> _Task objective_
Rewrite the records below with every "Pick out" changed to "Locate", keeping everything else the same.

> _Entries provided_
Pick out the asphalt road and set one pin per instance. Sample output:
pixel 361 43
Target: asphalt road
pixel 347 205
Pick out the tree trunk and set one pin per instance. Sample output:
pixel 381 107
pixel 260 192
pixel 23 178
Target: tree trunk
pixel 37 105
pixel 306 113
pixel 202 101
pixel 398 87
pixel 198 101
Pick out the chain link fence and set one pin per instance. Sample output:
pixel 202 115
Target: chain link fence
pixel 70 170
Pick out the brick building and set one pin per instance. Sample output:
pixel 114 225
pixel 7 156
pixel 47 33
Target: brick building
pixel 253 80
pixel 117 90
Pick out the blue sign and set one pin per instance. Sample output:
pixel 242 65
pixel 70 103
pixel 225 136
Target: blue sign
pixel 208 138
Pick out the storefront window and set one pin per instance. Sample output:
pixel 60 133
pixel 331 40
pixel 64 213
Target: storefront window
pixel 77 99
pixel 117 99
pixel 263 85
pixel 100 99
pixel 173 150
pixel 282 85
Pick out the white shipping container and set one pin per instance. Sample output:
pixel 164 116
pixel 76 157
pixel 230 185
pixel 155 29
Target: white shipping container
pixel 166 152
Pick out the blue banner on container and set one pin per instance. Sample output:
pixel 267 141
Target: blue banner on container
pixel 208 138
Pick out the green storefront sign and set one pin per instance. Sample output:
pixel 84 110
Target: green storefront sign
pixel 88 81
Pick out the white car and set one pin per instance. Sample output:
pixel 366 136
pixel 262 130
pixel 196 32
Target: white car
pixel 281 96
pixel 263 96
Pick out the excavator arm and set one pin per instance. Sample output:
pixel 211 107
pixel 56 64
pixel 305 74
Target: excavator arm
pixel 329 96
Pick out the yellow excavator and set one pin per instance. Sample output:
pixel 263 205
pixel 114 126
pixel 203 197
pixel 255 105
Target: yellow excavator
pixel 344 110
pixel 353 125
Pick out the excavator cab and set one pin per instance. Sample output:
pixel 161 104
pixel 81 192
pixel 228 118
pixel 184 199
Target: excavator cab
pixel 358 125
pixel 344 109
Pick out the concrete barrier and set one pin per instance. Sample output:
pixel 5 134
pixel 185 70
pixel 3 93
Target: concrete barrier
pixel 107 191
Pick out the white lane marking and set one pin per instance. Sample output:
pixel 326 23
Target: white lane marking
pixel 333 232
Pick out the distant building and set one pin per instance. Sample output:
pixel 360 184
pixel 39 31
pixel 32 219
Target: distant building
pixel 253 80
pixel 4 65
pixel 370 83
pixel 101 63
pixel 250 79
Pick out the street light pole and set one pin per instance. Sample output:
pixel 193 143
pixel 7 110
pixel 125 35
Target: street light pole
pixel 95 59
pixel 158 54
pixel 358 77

> _Solution_
Locate the asphalt road and set one pin per instance. Sample output:
pixel 361 43
Target: asphalt road
pixel 347 205
Locate the tree trunk and set one pin per instance. Sample output:
pixel 381 107
pixel 260 192
pixel 23 178
Target: tree trunk
pixel 37 105
pixel 306 113
pixel 202 101
pixel 398 87
pixel 198 101
Locate the chain link fence and set one pin per instance. Sample output:
pixel 202 115
Target: chain link fence
pixel 70 170
Locate the brick building and set one pin per instance. Sample output:
pixel 114 225
pixel 7 156
pixel 47 33
Target: brick building
pixel 253 80
pixel 117 90
Locate the blue sign and set one pin per instance. Sample output:
pixel 242 65
pixel 70 103
pixel 225 136
Target: blue sign
pixel 208 138
Locate the storefront window and set one pin per instance. Sample output:
pixel 60 133
pixel 331 40
pixel 64 213
Target: storefront window
pixel 77 99
pixel 117 99
pixel 263 85
pixel 100 99
pixel 173 150
pixel 282 85
Locate the white shipping container and set one pin per instance. Sample output:
pixel 164 116
pixel 76 157
pixel 230 185
pixel 155 29
Target: white shipping container
pixel 166 152
Locate the blue banner on container and set one pin per instance. Sample output:
pixel 267 141
Target: blue banner on container
pixel 208 138
Locate the green storefront sign and set one pin per instance. Sample output:
pixel 84 110
Target: green storefront sign
pixel 88 81
Locate the white car and set one pin per instance. Sample output:
pixel 366 136
pixel 262 130
pixel 196 32
Target: white car
pixel 281 96
pixel 263 96
Locate the excavator arm and set one pin per instance. Sample output:
pixel 211 107
pixel 56 64
pixel 305 74
Target: excavator arm
pixel 329 96
Locate the yellow excavator and set one pin per instance. Sample output:
pixel 263 205
pixel 114 126
pixel 203 197
pixel 255 105
Target: yellow excavator
pixel 344 110
pixel 353 125
Locate the excavator cab and set one pin per instance. Sample output:
pixel 161 104
pixel 81 192
pixel 228 118
pixel 184 199
Target: excavator cab
pixel 358 125
pixel 344 109
Locate the concrete barrier and set one pin per instance. Sample output:
pixel 5 134
pixel 185 70
pixel 3 93
Target: concrete barrier
pixel 107 191
Locate the white lane marking and set one pin per instance. Sample output:
pixel 326 23
Target: white lane marking
pixel 333 232
Locate the distant building and set one pin per instance. Sample output:
pixel 360 184
pixel 39 31
pixel 32 219
Target: distant building
pixel 253 80
pixel 4 65
pixel 370 83
pixel 101 63
pixel 250 79
Locate the street light pole and set one pin per instance. Sample output:
pixel 193 143
pixel 7 110
pixel 125 35
Target: street light pole
pixel 95 59
pixel 158 54
pixel 358 77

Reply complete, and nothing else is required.